Top of DATA RECORDS

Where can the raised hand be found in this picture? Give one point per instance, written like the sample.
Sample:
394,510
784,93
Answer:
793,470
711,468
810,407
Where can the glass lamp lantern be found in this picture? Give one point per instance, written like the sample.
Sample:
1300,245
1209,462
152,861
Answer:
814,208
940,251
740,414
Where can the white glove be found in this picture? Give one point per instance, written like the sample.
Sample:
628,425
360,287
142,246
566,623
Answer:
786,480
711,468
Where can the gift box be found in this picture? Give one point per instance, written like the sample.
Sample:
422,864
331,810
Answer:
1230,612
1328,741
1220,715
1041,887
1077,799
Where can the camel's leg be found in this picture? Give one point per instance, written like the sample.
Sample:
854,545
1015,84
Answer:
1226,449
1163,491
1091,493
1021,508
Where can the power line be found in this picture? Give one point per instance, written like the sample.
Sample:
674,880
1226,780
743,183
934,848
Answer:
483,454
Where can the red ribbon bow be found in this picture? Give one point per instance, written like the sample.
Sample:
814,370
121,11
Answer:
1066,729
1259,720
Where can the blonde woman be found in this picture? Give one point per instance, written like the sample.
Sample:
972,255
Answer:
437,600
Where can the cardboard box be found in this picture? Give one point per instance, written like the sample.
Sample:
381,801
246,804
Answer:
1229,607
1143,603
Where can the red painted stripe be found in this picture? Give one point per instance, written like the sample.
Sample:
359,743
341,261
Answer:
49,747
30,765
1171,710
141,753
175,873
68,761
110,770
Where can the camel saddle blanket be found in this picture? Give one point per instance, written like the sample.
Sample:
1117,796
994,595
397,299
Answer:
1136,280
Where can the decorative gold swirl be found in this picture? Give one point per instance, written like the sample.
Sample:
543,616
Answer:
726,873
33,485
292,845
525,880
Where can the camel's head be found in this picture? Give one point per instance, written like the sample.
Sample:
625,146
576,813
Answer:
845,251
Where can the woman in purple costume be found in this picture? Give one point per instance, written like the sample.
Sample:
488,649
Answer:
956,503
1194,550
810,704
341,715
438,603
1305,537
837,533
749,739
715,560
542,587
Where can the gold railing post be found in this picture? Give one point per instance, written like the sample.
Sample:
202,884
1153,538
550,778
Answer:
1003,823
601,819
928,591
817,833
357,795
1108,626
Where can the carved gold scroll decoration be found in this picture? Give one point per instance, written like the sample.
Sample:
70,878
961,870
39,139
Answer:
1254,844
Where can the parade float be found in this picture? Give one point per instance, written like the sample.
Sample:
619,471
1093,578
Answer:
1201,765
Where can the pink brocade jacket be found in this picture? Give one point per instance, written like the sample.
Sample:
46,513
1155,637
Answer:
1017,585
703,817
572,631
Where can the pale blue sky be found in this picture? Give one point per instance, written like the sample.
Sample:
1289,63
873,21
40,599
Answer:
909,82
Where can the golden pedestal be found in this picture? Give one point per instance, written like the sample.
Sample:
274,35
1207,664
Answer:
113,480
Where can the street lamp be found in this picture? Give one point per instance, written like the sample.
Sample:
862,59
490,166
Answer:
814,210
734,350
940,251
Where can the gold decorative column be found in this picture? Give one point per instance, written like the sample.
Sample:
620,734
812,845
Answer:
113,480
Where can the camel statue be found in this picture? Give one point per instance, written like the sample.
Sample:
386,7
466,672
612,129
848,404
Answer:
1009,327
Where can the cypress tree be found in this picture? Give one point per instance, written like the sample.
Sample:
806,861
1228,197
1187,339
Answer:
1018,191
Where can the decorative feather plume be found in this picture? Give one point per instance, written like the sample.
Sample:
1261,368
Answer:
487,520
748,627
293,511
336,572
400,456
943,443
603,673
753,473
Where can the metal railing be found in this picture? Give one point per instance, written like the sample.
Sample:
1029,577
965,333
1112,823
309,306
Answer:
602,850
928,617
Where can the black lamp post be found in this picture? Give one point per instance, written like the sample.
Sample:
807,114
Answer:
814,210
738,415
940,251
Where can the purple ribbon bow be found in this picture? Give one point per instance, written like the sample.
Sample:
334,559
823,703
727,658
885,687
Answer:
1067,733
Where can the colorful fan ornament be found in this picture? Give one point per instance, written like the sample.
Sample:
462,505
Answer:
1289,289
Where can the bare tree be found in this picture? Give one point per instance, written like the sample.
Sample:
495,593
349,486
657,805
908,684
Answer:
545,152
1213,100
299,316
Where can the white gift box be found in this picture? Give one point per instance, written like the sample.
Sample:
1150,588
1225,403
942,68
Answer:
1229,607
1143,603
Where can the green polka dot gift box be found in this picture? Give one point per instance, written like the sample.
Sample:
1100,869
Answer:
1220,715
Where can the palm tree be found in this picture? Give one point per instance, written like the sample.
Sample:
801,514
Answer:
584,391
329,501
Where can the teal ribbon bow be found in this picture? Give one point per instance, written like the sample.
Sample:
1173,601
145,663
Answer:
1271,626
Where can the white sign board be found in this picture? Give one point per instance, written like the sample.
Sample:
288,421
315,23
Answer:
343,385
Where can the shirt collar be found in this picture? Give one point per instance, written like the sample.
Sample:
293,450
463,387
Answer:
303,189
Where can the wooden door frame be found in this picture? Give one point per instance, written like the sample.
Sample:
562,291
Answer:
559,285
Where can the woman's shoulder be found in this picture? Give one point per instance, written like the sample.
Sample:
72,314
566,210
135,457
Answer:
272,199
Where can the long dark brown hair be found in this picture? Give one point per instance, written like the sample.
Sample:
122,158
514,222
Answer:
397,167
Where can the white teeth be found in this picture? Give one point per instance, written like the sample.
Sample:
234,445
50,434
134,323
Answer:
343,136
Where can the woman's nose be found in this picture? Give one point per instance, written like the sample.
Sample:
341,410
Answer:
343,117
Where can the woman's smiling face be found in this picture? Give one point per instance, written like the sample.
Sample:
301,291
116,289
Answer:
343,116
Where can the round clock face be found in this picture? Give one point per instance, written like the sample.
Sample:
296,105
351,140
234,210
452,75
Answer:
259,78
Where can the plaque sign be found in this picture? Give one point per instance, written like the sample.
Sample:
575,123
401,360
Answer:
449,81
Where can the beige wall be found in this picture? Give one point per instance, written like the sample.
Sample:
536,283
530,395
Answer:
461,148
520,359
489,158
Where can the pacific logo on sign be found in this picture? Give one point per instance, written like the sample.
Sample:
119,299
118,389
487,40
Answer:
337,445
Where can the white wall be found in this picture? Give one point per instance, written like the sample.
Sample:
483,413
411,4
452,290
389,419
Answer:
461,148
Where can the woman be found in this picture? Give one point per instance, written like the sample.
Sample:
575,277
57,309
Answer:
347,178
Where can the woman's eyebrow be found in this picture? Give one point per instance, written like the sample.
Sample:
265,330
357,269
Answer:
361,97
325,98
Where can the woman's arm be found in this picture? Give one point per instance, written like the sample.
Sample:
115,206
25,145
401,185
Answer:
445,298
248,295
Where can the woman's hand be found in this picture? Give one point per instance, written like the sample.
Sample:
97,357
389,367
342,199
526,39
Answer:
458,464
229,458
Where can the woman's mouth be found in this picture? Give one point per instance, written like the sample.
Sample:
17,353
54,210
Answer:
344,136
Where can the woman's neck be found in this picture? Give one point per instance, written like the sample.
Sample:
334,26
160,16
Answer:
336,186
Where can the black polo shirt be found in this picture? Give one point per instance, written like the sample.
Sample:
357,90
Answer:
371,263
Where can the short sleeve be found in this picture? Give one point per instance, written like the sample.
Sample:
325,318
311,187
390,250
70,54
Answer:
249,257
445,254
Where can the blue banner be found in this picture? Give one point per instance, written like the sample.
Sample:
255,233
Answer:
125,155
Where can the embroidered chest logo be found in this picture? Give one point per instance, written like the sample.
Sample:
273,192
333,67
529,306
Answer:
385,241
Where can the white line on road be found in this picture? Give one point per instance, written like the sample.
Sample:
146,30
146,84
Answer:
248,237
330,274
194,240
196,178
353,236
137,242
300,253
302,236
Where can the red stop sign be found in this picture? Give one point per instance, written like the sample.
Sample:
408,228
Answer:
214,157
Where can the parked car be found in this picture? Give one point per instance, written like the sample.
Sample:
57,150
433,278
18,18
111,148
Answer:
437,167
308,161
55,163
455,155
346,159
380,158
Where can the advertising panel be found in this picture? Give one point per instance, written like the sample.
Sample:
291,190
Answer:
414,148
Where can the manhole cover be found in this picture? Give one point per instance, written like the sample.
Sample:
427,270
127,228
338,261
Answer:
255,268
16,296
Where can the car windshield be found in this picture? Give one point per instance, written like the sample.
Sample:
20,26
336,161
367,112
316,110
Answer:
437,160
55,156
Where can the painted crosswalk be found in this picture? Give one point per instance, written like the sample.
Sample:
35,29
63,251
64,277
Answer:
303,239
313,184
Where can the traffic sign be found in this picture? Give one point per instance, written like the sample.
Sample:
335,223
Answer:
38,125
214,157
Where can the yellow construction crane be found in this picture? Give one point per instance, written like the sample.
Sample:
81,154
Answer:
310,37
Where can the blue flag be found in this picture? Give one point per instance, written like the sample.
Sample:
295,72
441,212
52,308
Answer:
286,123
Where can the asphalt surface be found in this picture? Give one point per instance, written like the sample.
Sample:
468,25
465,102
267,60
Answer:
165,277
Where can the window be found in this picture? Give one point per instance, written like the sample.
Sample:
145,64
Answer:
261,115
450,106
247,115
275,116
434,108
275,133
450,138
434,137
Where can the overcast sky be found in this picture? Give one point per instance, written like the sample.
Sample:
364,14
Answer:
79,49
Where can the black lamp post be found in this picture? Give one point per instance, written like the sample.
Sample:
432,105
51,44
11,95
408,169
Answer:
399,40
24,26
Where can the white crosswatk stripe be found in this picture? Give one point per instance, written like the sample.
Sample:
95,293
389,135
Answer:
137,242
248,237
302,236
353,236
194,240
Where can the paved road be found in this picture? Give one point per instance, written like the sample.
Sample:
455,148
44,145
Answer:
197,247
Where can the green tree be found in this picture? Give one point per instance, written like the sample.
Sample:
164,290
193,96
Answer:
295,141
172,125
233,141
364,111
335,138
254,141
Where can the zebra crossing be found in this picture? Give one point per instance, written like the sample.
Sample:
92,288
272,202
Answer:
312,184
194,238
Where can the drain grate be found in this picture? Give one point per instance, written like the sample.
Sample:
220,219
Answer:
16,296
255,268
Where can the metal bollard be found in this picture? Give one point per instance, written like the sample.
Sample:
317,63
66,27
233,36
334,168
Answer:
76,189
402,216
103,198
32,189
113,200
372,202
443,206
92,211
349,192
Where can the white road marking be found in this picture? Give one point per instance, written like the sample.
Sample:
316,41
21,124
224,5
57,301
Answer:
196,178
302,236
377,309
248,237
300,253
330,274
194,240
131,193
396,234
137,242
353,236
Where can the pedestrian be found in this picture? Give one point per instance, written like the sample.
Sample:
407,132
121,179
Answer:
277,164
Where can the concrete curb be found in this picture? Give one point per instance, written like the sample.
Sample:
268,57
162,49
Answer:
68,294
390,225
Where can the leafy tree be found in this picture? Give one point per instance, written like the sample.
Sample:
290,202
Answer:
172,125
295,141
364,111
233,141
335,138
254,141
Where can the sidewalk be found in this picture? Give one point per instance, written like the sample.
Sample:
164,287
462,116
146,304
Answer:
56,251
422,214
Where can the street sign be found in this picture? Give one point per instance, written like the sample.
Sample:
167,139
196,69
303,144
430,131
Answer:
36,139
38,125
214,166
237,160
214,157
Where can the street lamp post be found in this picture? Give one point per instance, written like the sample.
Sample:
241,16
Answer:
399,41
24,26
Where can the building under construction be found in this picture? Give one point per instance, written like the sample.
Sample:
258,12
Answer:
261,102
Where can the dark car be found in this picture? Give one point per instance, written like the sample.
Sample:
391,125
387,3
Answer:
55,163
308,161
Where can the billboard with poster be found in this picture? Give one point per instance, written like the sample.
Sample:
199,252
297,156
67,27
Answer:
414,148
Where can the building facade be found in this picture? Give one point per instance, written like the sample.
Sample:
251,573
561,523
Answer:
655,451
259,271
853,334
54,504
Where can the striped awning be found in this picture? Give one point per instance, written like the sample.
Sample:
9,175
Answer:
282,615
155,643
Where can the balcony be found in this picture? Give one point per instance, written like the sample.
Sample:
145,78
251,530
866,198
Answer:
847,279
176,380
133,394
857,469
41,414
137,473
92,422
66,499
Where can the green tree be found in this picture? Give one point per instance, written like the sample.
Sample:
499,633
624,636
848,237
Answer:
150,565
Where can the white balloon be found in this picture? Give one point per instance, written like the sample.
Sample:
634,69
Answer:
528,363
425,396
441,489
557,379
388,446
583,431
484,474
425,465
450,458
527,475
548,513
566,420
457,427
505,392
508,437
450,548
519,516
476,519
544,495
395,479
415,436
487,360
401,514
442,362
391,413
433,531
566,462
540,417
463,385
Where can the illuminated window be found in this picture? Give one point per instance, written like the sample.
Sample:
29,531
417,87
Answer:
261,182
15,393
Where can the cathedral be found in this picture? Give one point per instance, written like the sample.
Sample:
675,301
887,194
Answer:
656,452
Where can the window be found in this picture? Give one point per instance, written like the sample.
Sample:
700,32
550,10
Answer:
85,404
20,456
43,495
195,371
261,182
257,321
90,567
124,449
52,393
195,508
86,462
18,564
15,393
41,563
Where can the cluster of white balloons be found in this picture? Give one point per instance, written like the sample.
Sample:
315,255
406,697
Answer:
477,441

Bottom of DATA RECORDS

| EXERCISE PROMPT |
Could you find every line in the records above that contains the word "blue" and copy it?

| TASK SOLUTION |
Where can the pale blue sky be found in this picture? Give one point per instance, written like the sample.
Where can the blue banner be found in this picture? Give one point per instance, written like the sample.
Where can the blue flag be found in this picture? Give one point per instance, written like the sample.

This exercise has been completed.